> [Problem statement]
What lines of the data hold the string "boot"? Pull each one out.

Data for the task section start

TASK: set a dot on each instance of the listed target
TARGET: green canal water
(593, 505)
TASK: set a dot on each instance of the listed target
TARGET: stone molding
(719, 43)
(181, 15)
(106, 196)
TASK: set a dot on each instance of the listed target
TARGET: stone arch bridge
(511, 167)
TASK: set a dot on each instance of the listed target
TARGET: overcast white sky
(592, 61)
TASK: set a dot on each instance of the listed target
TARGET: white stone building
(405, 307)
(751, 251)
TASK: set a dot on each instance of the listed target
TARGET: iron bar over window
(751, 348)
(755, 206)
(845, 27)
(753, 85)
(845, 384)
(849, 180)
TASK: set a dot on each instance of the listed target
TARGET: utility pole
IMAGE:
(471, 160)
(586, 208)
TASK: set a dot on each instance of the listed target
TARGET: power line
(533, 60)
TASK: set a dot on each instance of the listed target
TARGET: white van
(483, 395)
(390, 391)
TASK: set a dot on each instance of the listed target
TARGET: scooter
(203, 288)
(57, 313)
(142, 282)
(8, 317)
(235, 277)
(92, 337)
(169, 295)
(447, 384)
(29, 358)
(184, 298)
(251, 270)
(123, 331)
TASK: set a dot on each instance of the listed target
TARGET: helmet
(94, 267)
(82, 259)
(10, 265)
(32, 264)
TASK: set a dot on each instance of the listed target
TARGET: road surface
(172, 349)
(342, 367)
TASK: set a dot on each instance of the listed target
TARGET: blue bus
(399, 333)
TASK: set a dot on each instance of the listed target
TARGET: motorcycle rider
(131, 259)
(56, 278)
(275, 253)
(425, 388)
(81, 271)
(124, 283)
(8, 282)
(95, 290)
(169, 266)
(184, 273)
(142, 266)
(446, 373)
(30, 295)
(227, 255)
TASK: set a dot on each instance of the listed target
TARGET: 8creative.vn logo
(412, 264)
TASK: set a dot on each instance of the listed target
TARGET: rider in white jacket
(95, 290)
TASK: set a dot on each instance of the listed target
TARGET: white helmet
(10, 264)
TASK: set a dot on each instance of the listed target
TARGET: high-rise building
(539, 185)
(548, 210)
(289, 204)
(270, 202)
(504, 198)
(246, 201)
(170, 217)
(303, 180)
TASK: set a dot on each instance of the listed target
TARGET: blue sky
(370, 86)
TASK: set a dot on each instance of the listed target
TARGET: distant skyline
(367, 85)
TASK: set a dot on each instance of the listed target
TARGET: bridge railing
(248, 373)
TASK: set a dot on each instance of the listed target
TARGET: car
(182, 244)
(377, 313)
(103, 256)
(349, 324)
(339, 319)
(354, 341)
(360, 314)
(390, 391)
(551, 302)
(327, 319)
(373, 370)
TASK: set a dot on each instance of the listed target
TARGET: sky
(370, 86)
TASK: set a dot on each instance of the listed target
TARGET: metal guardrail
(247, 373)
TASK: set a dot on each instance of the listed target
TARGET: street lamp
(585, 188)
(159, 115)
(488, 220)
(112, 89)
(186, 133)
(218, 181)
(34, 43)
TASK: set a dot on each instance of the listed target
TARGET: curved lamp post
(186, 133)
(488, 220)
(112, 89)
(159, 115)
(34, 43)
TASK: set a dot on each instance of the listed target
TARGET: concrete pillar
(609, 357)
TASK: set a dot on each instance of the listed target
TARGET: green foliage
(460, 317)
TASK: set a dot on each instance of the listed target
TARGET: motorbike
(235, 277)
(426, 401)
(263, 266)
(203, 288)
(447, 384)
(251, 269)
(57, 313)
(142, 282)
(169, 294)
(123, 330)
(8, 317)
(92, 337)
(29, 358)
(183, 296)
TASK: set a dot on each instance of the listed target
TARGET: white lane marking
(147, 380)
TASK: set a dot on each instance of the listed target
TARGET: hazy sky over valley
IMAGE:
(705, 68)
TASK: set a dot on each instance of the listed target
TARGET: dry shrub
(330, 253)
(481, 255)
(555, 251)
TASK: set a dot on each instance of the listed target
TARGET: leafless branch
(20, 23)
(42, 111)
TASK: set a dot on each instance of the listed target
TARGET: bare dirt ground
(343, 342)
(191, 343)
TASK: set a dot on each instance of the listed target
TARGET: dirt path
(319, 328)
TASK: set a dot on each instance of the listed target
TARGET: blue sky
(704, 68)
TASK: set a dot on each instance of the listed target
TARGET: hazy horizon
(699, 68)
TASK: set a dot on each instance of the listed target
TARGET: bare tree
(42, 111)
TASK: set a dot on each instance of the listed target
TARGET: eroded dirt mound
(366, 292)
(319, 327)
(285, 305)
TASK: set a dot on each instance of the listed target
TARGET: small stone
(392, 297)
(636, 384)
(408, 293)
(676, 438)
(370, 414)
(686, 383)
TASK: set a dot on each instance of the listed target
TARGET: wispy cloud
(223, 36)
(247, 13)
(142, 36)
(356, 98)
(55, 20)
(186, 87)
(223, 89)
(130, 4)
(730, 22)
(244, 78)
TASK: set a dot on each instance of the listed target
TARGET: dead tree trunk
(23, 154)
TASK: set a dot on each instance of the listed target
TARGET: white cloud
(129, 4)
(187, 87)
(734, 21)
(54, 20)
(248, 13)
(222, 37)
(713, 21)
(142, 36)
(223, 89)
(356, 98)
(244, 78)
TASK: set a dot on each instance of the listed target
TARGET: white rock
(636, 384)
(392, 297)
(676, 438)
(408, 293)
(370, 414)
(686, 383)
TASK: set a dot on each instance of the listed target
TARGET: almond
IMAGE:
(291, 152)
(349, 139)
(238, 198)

Data for the task section end
Data for the task section start

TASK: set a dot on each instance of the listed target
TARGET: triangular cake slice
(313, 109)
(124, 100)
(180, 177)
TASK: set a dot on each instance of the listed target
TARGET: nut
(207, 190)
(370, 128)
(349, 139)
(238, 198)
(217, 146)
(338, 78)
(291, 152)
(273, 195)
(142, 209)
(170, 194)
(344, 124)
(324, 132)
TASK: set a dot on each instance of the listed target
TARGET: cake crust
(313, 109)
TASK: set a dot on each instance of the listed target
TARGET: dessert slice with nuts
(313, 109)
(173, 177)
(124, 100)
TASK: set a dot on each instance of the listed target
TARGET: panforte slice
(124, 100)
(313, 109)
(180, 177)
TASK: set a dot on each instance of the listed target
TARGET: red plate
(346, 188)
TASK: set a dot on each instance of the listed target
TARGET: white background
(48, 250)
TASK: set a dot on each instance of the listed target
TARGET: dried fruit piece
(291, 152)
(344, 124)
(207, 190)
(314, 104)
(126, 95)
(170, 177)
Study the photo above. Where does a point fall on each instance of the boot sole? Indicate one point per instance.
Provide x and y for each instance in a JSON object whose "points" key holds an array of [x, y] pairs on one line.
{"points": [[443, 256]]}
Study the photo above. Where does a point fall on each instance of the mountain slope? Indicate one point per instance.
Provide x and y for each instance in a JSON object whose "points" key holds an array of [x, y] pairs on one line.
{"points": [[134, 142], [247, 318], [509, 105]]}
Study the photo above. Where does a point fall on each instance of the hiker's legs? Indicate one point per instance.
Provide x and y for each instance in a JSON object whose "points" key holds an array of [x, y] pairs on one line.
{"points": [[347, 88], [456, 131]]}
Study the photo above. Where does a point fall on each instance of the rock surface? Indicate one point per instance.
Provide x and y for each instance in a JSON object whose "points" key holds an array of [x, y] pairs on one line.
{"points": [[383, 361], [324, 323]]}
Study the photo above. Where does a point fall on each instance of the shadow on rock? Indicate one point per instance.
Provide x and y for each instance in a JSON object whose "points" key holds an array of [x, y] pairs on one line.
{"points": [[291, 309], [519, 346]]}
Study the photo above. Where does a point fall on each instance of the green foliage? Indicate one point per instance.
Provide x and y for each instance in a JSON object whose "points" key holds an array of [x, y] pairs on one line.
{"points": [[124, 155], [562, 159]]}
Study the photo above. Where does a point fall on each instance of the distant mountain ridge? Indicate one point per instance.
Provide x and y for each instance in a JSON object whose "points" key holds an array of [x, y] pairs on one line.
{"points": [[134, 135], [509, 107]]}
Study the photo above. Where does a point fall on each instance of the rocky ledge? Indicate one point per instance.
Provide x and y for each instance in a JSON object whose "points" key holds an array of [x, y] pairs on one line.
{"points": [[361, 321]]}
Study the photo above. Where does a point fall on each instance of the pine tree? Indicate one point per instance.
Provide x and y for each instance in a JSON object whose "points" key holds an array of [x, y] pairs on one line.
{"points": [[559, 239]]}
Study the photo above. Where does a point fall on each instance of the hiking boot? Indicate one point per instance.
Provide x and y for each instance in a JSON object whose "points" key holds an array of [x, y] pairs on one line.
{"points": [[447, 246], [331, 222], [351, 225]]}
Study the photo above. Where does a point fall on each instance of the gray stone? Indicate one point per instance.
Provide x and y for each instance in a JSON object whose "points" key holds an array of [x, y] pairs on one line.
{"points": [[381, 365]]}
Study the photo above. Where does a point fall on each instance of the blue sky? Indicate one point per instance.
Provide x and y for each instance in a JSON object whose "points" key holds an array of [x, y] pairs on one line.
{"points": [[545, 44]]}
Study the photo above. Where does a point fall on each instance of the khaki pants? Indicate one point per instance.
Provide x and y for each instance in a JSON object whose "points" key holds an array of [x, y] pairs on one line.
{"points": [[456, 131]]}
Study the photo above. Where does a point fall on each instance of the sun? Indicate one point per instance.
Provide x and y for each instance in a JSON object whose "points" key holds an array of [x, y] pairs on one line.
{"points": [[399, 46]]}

Data for the task section end

> [Exercise answer]
Study the photo above. Where does a point fall on each instance of the boot sole? Indicate one point per instance.
Study the photo above. Where does a point fall on each instance of the hiking boot? Indicate one point per instance.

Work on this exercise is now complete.